──────── Source material ────────
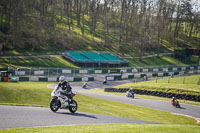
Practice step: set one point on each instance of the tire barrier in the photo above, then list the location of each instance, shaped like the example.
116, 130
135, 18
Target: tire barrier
156, 93
51, 79
60, 71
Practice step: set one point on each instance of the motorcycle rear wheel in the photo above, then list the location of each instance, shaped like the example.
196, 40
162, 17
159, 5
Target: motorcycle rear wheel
54, 105
73, 106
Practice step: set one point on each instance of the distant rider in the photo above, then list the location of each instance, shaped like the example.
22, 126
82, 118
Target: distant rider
65, 86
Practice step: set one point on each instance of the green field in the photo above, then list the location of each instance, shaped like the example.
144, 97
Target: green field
180, 85
58, 61
146, 96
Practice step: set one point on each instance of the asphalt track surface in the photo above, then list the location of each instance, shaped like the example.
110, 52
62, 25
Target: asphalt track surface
20, 116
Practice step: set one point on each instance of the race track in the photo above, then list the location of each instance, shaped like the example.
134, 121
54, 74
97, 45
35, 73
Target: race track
20, 116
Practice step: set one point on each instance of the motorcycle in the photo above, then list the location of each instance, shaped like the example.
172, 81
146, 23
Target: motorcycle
130, 94
60, 101
175, 103
105, 82
84, 85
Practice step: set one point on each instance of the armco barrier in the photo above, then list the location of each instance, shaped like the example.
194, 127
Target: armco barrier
156, 93
50, 79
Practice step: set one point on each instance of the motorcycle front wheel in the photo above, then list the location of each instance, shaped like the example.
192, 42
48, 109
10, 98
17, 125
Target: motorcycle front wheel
54, 106
73, 106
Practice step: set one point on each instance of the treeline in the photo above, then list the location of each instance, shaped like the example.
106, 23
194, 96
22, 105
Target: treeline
139, 24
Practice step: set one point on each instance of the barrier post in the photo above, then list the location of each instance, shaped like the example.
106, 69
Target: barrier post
184, 79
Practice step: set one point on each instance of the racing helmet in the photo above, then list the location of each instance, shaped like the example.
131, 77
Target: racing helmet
62, 78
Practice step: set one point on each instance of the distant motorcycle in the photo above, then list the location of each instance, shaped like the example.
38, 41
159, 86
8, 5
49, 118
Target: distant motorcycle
130, 94
84, 85
60, 101
175, 103
105, 82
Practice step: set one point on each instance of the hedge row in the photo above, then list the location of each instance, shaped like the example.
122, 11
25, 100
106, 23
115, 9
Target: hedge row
156, 93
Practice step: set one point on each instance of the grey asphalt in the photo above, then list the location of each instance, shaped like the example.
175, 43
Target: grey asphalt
21, 116
185, 109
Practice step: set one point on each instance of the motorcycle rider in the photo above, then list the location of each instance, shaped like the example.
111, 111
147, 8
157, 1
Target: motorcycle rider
66, 88
174, 101
130, 93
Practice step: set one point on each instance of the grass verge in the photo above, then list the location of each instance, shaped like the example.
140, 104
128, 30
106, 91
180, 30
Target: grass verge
145, 96
117, 128
37, 94
179, 85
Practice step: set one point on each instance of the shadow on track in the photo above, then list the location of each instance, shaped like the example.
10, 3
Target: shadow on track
78, 114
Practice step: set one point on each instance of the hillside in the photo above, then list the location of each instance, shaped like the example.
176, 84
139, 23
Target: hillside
50, 27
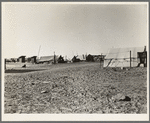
────────
Pick out every line in the records above that contains the word "surface", and copy each of those lines in full.

Practice step: set one point on each instance of the asphalt track surface in the photo above, then list the location of each instance, shaped like the example.
Target: asphalt track surface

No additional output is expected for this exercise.